▶ [Available data]:
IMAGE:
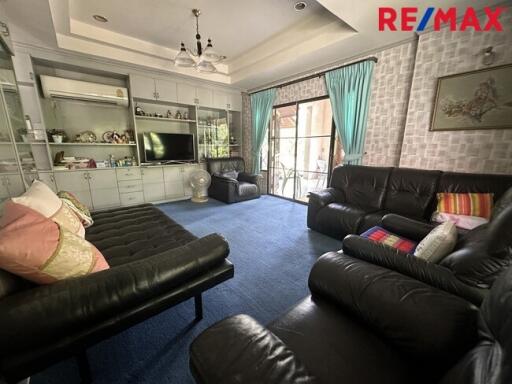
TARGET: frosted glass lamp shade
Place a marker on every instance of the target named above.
(205, 66)
(210, 54)
(183, 58)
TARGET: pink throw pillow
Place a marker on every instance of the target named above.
(42, 199)
(38, 249)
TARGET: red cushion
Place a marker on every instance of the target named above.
(380, 235)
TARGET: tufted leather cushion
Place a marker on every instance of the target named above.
(225, 164)
(247, 189)
(411, 191)
(340, 219)
(362, 186)
(124, 235)
(484, 252)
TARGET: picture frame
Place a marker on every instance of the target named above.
(480, 99)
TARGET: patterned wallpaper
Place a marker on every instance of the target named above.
(388, 105)
(399, 116)
(440, 54)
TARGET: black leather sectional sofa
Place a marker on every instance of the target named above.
(359, 197)
(365, 324)
(155, 264)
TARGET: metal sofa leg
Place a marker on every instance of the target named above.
(84, 368)
(198, 301)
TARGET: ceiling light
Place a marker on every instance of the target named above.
(101, 19)
(300, 6)
(202, 60)
(183, 58)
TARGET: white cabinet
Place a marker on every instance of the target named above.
(186, 94)
(153, 89)
(76, 182)
(187, 172)
(173, 182)
(153, 184)
(22, 63)
(5, 33)
(166, 91)
(104, 189)
(11, 186)
(143, 87)
(48, 179)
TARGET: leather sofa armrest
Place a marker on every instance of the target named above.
(432, 274)
(412, 229)
(424, 322)
(249, 177)
(240, 350)
(224, 179)
(31, 319)
(326, 196)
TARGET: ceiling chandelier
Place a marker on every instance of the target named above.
(201, 60)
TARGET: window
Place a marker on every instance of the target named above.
(300, 146)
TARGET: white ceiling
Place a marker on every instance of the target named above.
(265, 40)
(234, 25)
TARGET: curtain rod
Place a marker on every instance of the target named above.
(317, 74)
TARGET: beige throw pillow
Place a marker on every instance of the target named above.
(438, 243)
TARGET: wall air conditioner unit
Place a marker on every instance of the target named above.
(59, 87)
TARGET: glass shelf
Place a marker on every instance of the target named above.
(92, 144)
(164, 119)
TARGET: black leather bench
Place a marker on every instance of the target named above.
(155, 264)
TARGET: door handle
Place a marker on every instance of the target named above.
(5, 29)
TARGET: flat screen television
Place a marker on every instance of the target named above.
(168, 147)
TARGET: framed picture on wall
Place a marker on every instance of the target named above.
(479, 99)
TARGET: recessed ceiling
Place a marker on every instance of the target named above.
(265, 40)
(235, 26)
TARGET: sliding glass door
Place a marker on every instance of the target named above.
(300, 146)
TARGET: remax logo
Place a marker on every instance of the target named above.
(408, 19)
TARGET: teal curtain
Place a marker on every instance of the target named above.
(261, 109)
(349, 92)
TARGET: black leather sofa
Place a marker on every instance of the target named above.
(365, 324)
(359, 197)
(235, 187)
(155, 264)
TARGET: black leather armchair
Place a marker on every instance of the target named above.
(364, 324)
(230, 182)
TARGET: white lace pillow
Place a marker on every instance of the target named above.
(42, 199)
(438, 243)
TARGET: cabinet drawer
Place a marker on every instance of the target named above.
(127, 186)
(173, 174)
(152, 175)
(128, 174)
(132, 198)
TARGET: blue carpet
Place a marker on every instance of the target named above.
(272, 251)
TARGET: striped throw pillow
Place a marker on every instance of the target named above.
(380, 235)
(469, 204)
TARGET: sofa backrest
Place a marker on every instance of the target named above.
(225, 164)
(410, 192)
(475, 183)
(362, 186)
(488, 362)
(483, 253)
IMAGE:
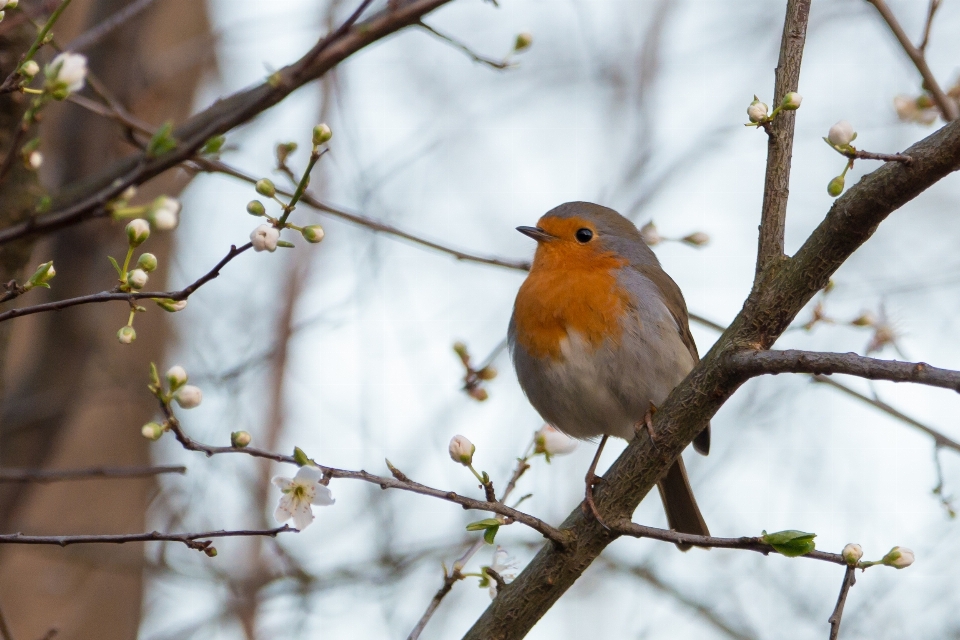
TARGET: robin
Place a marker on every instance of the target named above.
(599, 338)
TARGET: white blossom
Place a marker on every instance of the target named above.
(264, 238)
(461, 450)
(67, 71)
(551, 442)
(188, 396)
(841, 134)
(299, 493)
(164, 213)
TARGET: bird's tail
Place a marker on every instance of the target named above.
(683, 514)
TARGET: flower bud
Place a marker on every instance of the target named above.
(697, 239)
(167, 304)
(29, 68)
(898, 558)
(164, 213)
(41, 276)
(152, 431)
(757, 110)
(650, 235)
(852, 553)
(240, 439)
(835, 186)
(137, 232)
(264, 238)
(321, 134)
(841, 134)
(523, 41)
(312, 234)
(137, 278)
(176, 377)
(188, 396)
(551, 442)
(126, 335)
(791, 101)
(265, 187)
(256, 208)
(461, 450)
(147, 262)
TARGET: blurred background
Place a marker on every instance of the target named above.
(345, 348)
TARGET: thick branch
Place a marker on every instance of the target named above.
(90, 200)
(756, 363)
(948, 108)
(767, 312)
(93, 473)
(776, 187)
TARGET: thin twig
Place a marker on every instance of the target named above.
(198, 541)
(755, 363)
(129, 297)
(93, 473)
(948, 108)
(776, 187)
(849, 579)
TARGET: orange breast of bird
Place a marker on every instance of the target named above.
(570, 288)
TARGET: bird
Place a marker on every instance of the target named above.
(600, 336)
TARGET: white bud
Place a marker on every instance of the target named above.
(841, 134)
(67, 71)
(30, 68)
(126, 335)
(461, 450)
(264, 238)
(188, 396)
(791, 101)
(757, 110)
(164, 213)
(137, 232)
(551, 442)
(852, 553)
(176, 377)
(898, 558)
(137, 278)
(650, 235)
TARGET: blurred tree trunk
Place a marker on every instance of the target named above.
(76, 397)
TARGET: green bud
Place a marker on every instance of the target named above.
(152, 431)
(240, 439)
(312, 234)
(835, 187)
(256, 208)
(147, 262)
(265, 188)
(321, 134)
(41, 276)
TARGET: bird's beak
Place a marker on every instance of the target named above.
(536, 233)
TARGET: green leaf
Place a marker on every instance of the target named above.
(791, 543)
(483, 524)
(115, 266)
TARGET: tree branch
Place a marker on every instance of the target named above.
(766, 313)
(93, 473)
(948, 108)
(127, 296)
(89, 200)
(756, 363)
(776, 187)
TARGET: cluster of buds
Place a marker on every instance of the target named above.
(473, 378)
(651, 237)
(757, 111)
(266, 237)
(176, 390)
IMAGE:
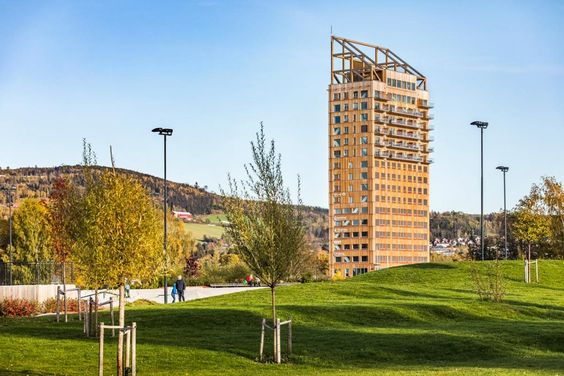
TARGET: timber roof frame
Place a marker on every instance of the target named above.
(361, 61)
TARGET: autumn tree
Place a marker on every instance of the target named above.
(64, 212)
(266, 227)
(32, 241)
(121, 237)
(532, 224)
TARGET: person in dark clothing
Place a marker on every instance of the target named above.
(180, 287)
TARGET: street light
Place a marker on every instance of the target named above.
(482, 125)
(9, 191)
(164, 132)
(504, 169)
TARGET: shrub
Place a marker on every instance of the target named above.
(17, 307)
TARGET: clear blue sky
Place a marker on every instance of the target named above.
(110, 71)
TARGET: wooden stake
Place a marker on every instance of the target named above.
(290, 337)
(278, 352)
(57, 309)
(261, 349)
(101, 351)
(134, 349)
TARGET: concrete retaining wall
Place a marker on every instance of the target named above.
(38, 293)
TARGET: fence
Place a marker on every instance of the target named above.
(35, 273)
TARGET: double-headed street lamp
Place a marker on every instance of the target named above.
(164, 132)
(482, 125)
(504, 169)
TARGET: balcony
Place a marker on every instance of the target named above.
(404, 112)
(400, 145)
(425, 103)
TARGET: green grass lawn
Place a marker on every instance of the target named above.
(198, 230)
(414, 320)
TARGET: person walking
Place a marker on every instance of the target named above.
(180, 287)
(173, 292)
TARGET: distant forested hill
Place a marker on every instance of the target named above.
(36, 182)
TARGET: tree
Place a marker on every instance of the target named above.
(32, 241)
(64, 209)
(266, 228)
(121, 237)
(532, 224)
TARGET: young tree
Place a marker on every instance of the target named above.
(121, 238)
(266, 228)
(32, 241)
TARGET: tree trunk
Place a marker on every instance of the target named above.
(120, 332)
(273, 295)
(65, 290)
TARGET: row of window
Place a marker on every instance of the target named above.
(401, 84)
(401, 247)
(401, 235)
(401, 223)
(354, 259)
(338, 199)
(385, 164)
(400, 259)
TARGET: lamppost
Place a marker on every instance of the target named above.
(9, 191)
(482, 125)
(504, 169)
(164, 132)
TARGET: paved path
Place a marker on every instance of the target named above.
(191, 293)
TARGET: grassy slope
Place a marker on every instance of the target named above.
(411, 320)
(198, 230)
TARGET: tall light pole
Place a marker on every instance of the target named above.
(482, 125)
(9, 191)
(504, 169)
(164, 132)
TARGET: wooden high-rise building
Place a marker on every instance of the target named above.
(379, 157)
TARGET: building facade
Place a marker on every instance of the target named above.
(379, 157)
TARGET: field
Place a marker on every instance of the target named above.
(198, 230)
(413, 320)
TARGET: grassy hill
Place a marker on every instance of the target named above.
(413, 320)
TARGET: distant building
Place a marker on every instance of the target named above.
(185, 216)
(379, 156)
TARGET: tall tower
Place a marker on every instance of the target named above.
(378, 159)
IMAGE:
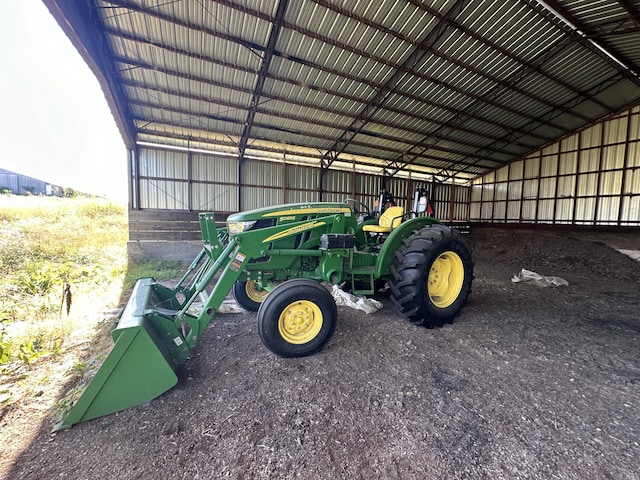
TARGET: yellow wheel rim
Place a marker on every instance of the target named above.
(300, 322)
(253, 293)
(445, 279)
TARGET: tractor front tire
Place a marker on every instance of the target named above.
(297, 319)
(431, 276)
(248, 296)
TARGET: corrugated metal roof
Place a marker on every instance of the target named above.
(449, 87)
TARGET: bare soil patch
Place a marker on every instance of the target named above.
(528, 382)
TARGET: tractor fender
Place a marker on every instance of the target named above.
(395, 239)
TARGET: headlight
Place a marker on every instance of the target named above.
(239, 227)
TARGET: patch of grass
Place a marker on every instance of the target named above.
(55, 254)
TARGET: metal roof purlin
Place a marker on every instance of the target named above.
(374, 104)
(580, 31)
(276, 25)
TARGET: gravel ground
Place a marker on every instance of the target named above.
(528, 382)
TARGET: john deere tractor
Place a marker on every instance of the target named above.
(277, 260)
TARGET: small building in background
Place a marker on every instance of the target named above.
(17, 184)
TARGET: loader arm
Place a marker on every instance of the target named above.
(158, 328)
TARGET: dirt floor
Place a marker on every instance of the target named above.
(529, 382)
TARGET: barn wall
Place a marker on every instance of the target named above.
(169, 188)
(589, 178)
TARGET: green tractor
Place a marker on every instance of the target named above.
(275, 260)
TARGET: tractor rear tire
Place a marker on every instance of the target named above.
(431, 276)
(248, 296)
(297, 319)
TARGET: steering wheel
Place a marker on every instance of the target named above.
(355, 204)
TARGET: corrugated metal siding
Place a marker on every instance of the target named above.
(210, 183)
(589, 178)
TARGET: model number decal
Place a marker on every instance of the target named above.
(237, 262)
(293, 231)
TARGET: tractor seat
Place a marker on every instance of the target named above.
(390, 219)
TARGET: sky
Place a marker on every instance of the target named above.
(55, 124)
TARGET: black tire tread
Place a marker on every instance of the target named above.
(410, 270)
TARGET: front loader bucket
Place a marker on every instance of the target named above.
(140, 367)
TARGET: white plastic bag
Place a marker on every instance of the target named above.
(367, 305)
(527, 276)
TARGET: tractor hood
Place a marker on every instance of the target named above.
(278, 214)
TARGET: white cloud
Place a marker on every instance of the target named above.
(55, 124)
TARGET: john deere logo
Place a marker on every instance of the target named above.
(293, 231)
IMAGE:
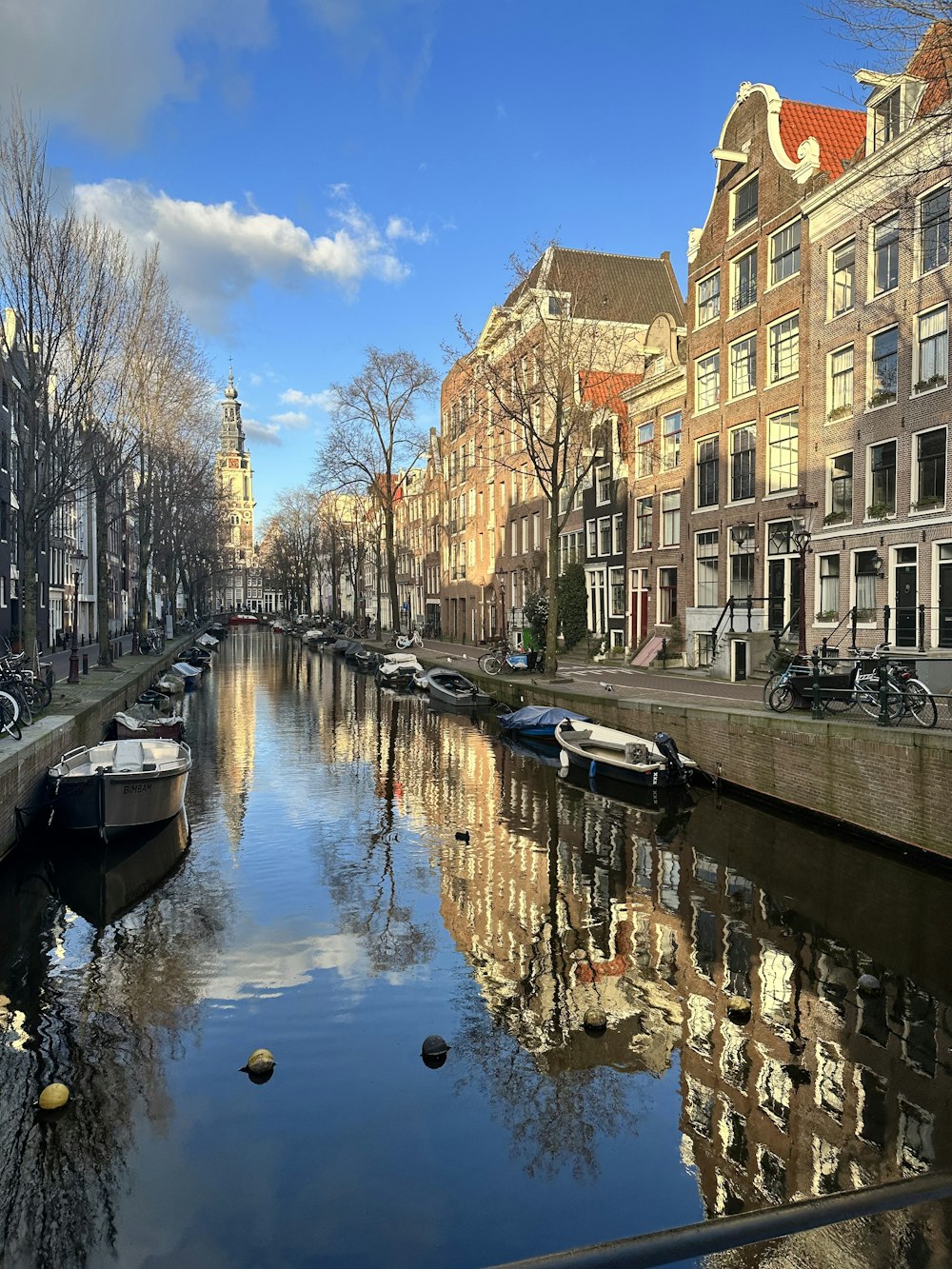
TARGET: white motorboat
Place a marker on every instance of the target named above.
(621, 755)
(120, 783)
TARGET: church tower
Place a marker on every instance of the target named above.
(242, 584)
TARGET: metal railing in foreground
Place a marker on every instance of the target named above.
(726, 1233)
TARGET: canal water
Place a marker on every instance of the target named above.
(327, 907)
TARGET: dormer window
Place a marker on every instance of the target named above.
(744, 203)
(886, 119)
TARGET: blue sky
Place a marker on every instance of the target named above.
(329, 174)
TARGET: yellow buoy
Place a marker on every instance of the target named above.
(53, 1097)
(261, 1062)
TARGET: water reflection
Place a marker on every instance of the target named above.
(327, 872)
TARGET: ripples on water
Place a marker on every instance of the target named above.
(327, 910)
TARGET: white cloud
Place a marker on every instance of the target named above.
(398, 228)
(103, 68)
(268, 433)
(291, 419)
(324, 400)
(213, 252)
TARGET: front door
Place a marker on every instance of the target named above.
(946, 605)
(905, 597)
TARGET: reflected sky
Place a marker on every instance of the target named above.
(326, 909)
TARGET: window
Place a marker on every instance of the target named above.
(616, 591)
(841, 492)
(866, 583)
(707, 472)
(829, 587)
(932, 349)
(742, 561)
(605, 536)
(885, 255)
(744, 199)
(841, 384)
(842, 277)
(644, 453)
(784, 252)
(670, 518)
(643, 523)
(744, 270)
(708, 381)
(706, 570)
(708, 298)
(743, 365)
(883, 366)
(666, 595)
(617, 533)
(931, 468)
(883, 480)
(886, 115)
(783, 349)
(670, 441)
(743, 443)
(783, 446)
(933, 229)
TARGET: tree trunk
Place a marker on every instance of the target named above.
(106, 652)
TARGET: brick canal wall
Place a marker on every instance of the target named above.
(25, 764)
(883, 781)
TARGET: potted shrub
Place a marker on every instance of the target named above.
(883, 396)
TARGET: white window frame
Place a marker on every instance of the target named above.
(735, 344)
(714, 358)
(833, 311)
(712, 301)
(773, 347)
(941, 367)
(796, 224)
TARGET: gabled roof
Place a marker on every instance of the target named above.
(840, 132)
(605, 388)
(630, 288)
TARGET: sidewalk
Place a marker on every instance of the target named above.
(676, 685)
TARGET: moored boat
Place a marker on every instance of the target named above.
(451, 688)
(120, 784)
(623, 755)
(537, 723)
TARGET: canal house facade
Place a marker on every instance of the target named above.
(748, 427)
(883, 545)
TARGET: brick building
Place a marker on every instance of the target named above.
(746, 430)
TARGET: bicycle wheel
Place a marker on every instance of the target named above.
(10, 721)
(781, 700)
(921, 704)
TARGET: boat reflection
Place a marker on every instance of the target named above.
(101, 882)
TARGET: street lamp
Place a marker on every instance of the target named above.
(802, 534)
(78, 560)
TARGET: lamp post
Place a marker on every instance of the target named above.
(78, 560)
(802, 534)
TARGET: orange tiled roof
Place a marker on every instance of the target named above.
(604, 388)
(840, 132)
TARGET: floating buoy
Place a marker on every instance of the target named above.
(739, 1009)
(259, 1066)
(594, 1021)
(53, 1097)
(434, 1051)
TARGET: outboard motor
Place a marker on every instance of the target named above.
(677, 772)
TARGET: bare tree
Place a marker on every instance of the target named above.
(373, 438)
(536, 372)
(61, 288)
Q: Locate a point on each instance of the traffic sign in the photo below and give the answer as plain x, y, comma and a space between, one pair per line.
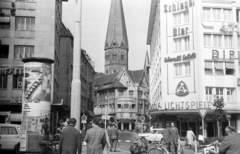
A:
203, 112
142, 118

▶ [Work item]:
Look above for the line that contains "TARGET: tufted leather cushion". Starting there, transcribe every line exactly until you have copied the line that contains "TARGET: framed picture on wall".

▶ [Answer]:
TARGET: tufted leather cushion
Place a marker on every instance of the target named above.
(225, 164)
(247, 189)
(411, 191)
(340, 219)
(362, 186)
(124, 235)
(484, 252)
TARGET: picture frame
Place a marker on every instance of the target named above.
(480, 99)
TARGET: patterned wallpaper
Place a marker on every instance of the target named above.
(388, 105)
(399, 116)
(440, 54)
TARGET: black leather sectional sofa
Place a marker on every instance of the target named above.
(359, 197)
(365, 324)
(155, 264)
TARGET: metal sofa leg
Place a marker on every instance of the target named above.
(84, 368)
(198, 301)
TARGET: ceiling light
Place a marker on every instance of the target named above.
(101, 19)
(300, 6)
(202, 60)
(183, 58)
TARGET: white cabinet
Place a marker on every instance of the target named above.
(186, 94)
(153, 89)
(76, 182)
(187, 172)
(173, 182)
(153, 184)
(22, 63)
(5, 33)
(166, 91)
(104, 189)
(11, 186)
(143, 87)
(48, 179)
TARGET: leather sofa armrest
Place a marker on every instance of the target named above.
(432, 274)
(412, 229)
(424, 322)
(249, 177)
(240, 350)
(224, 179)
(31, 319)
(326, 196)
TARGET: ceiling chandelier
Place a marker on every instance of the target named above.
(201, 60)
TARGET: window
Place a marker on every instance of the target named above.
(300, 146)
TARGET: white ceiling
Place a marker on every instance of the target named above.
(265, 40)
(234, 25)
TARGET: curtain rod
Place a marker on every instance of the target named above.
(317, 74)
TARGET: beige throw pillow
Place a marker on every instance of the target named above.
(438, 243)
TARGET: wall air conditioner unit
Place a marker on every instance of the target named above.
(59, 87)
TARGET: glass shelf
Place a marker on every instance of the target named above.
(92, 144)
(164, 119)
TARGET: black leather bench
Place a marker on every instance of the target named above.
(155, 264)
TARGET: door handle
Place a marker on every instance of the target named above.
(5, 29)
TARGET: flat screen television
Place a marker on every instance of the target named above.
(168, 147)
TARGET: framed picture on wall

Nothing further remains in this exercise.